■ **EXCERPT TO READ**:
Why could tf.gather not be used for this problem? Does it not propagate gradients?

[sirajulsalekin]

Hi @hermitman : Were you able to solve the gradients not backpropagating problem? I used @EmmaBYPeng's code and faced the same issue as yours. The weights don't update during backpropagation after the unpooling layer.

[dbarnes]

@hermitman @sirajulsalekin For whatever reason I could also not backprop through @fabianbormann or @EmmaBYPeng unpool code (although they was able to). If anyone comes across the same problem my solution was to replace the sparse_tensor_to_dense op as mentioned in https://github.com/tensorflow/tensorflow/issues/6391 as sparse_tensor_to_dense doesnt have a gradient (0.11)

Naturally this doesnt change the speed problems but as far as I can tell only a dedicated op as mentioned by @girving and @syed-ahmed will solve that

Namely

# Original
return tf.sparse_tensor_to_dense(tf.sparse_reorder(delta))

# New
# https://github.com/tensorflow/tensorflow/issues/6391
return tf.sparse_add(tf.zeros(tf.to_int32(delta.shape)), tf.sparse_reorder(delta))

[Pepslee]

much faster

def unpool_layer2x2_batch(bottom, argmax):
    bottom_shape = tf.shape(bottom)
    top_shape = [bottom_shape[0], bottom_shape[1] * 2, bottom_shape[2] * 2, bottom_shape[3]]

    batch_size = top_shape[0]
    height = top_shape[1]
    width = top_shape[2]
    channels = top_shape[3]

    argmax_shape = tf.to_int64([batch_size, height, width, channels])
    argmax = unravel_argmax(argmax, argmax_shape)

    t1 = tf.to_int64(tf.range(channels))
    t1 = tf.tile(t1, [batch_size * (width // 2) * (height // 2)])
    t1 = tf.reshape(t1, [-1, channels])
    t1 = tf.transpose(t1, perm=[1, 0])
    t1 = tf.reshape(t1, [channels, batch_size, height // 2, width // 2, 1])
    t1 = tf.transpose(t1, perm=[1, 0, 2, 3, 4])

    t2 = tf.to_int64(tf.range(batch_size))
    t2 = tf.tile(t2, [channels * (width // 2) * (height // 2)])
    t2 = tf.reshape(t2, [-1, batch_size])
    t2 = tf.transpose(t2, perm=[1, 0])
    t2 = tf.reshape(t2, [batch_size, channels, height // 2, width // 2, 1])

    t3 = tf.transpose(argmax, perm=[1, 4, 2, 3, 0])

    t = tf.concat(4, [t2, t3, t1])
    indices = tf.reshape(t, [(height // 2) * (width // 2) * channels * batch_size, 4])

    x1 = tf.transpose(bottom, perm=[0, 3, 1, 2])
    values = tf.reshape(x1, [-1])
    return tf.scatter_nd(indices, values, tf.to_int64(top_shape))

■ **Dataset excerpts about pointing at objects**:
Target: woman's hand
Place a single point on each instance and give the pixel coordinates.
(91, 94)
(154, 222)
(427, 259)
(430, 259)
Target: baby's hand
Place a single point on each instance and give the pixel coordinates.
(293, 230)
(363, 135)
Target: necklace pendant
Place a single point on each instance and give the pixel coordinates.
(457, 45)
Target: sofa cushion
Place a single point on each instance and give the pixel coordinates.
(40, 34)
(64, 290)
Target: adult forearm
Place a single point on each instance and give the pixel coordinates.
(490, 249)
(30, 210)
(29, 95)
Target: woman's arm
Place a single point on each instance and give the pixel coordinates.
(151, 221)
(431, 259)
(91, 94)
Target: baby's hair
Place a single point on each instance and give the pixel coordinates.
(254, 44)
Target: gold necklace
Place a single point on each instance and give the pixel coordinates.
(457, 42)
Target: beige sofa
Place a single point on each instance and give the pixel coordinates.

■ **REQUIRED TASKS**:
**1)** Decide whether each statement agrees with the TensorFlow unpooling discussion above. Answer yes or no for each, and quote the deciding words of the discussion. (a) sirajulsalekin reports that the weights do not update during backpropagation after the unpooling layer. (b) dbarnes says that replacing sparse_tensor_to_dense also solves the speed problems. (c) Pepslee's function returns the result of tf.sparse_add.
**2)** Write a further part of the TensorFlow unpooling discussion above, continuing from its final line of code.

■ **RESULTS OF THE TASKS**:
**1)**
(a) Yes: "The weights don't update during backpropagation after the unpooling layer."
(b) No: "Naturally this doesnt change the speed problems"
(c) No: "return tf.scatter_nd(indices, values, tf.to_int64(top_shape))"

**2)**
[dbarnes]

Thanks @Pepslee, I was going to try tf.scatter_nd as well but unfortunately im stuck to 0.11 at the moment which doesnt have it.

[Pepslee]

I tried this function at the master branch of tensorflow

[sirajulsalekin]

Thanks a lot @danbarnes333. I tried your code and it worked ! I will run @Pepslee's code too to see the difference.

[Pepslee]

even faster

def unravel_argmax(argmax, shape):
    argmax_shape = argmax.get_shape()
    new_1dim_shape = tf.shape(tf.constant(0, shape=[tf.Dimension(4), argmax_shape[0]*argmax_shape[1]*argmax_shape[2]*argmax_shape[3]]))
    batch_shape = tf.constant(0, dtype=tf.int64, shape=[argmax_shape[0], 1, 1, 1]).get_shape()
    b = tf.multiply(tf.ones_like(argmax), tf.reshape(tf.range(shape[0]), batch_shape))
    y = argmax // (shape[2] * shape[3])
    x = argmax % (shape[2] * shape[3]) // shape[3]
    c = tf.ones_like(argmax) * tf.range(shape[3])
    pack = tf.stack([b, y, x, c])
    pack = tf.reshape(pack, new_1dim_shape)
    pack = tf.transpose(pack)
    return pack

def unpool(updates, mask, ksize=[1, 2, 2, 1]):
    input_shape = updates.get_shape()
    new_dim_y = input_shape[1] * ksize[1]
    new_dim_x = input_shape[2] * ksize[2]
    output_shape = tf.to_int64((tf.constant(0, dtype=tf.int64, shape=[input_shape[0], new_dim_y, new_dim_x, input_shape[3]]).get_shape()))
    indices = unravel_argmax(mask, output_shape)
    new_1dim_shape = tf.shape(tf.constant(0, shape=[input_shape[0] * input_shape[1] * input_shape[2] * input_shape[3]]))
    values = tf.reshape(updates, new_1dim_shape)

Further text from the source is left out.